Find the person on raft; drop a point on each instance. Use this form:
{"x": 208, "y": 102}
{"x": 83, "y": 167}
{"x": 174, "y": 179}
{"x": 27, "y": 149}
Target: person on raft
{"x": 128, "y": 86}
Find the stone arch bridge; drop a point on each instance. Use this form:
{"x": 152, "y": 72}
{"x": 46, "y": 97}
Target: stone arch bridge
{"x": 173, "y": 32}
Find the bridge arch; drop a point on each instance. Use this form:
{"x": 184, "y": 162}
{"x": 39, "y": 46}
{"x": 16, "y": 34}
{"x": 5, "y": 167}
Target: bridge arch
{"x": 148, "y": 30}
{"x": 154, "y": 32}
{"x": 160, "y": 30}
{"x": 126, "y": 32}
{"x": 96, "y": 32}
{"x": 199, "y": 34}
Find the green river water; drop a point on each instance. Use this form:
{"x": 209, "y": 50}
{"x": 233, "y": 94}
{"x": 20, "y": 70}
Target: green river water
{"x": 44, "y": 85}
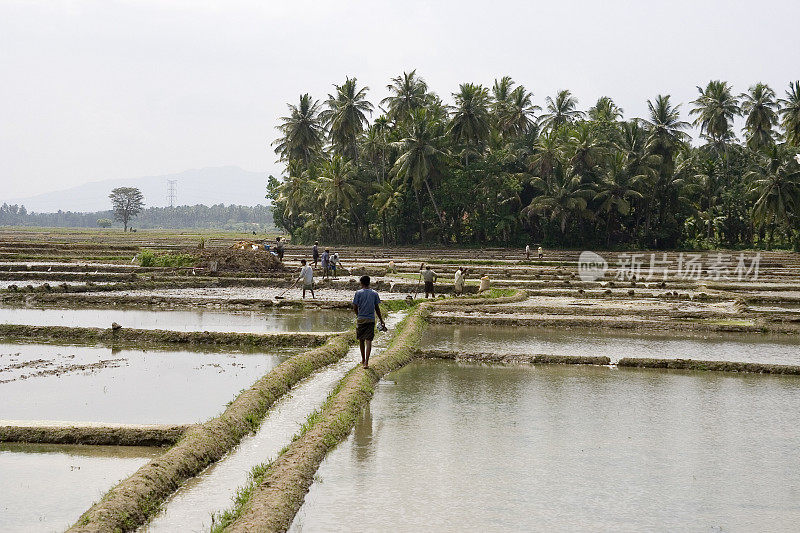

□ □ □ □

Each entry needs to be returned verbatim, with its pictures left out.

» **RESPONSE BOX**:
Find the person on raft; drop a point on each instance. Use this form:
{"x": 208, "y": 102}
{"x": 83, "y": 167}
{"x": 174, "y": 179}
{"x": 27, "y": 149}
Target: person on raft
{"x": 128, "y": 86}
Find the stone arch bridge; drop a point on each instance. Use this form:
{"x": 152, "y": 72}
{"x": 46, "y": 97}
Target: stone arch bridge
{"x": 173, "y": 32}
Find the bridge arch; drop a point on each instance. Use this form:
{"x": 184, "y": 162}
{"x": 39, "y": 46}
{"x": 16, "y": 34}
{"x": 5, "y": 167}
Target: bridge arch
{"x": 148, "y": 30}
{"x": 154, "y": 32}
{"x": 160, "y": 30}
{"x": 126, "y": 32}
{"x": 96, "y": 32}
{"x": 199, "y": 34}
Find the green river water; drop a point on each instance. Use this form:
{"x": 209, "y": 50}
{"x": 233, "y": 94}
{"x": 20, "y": 70}
Target: green river water
{"x": 44, "y": 85}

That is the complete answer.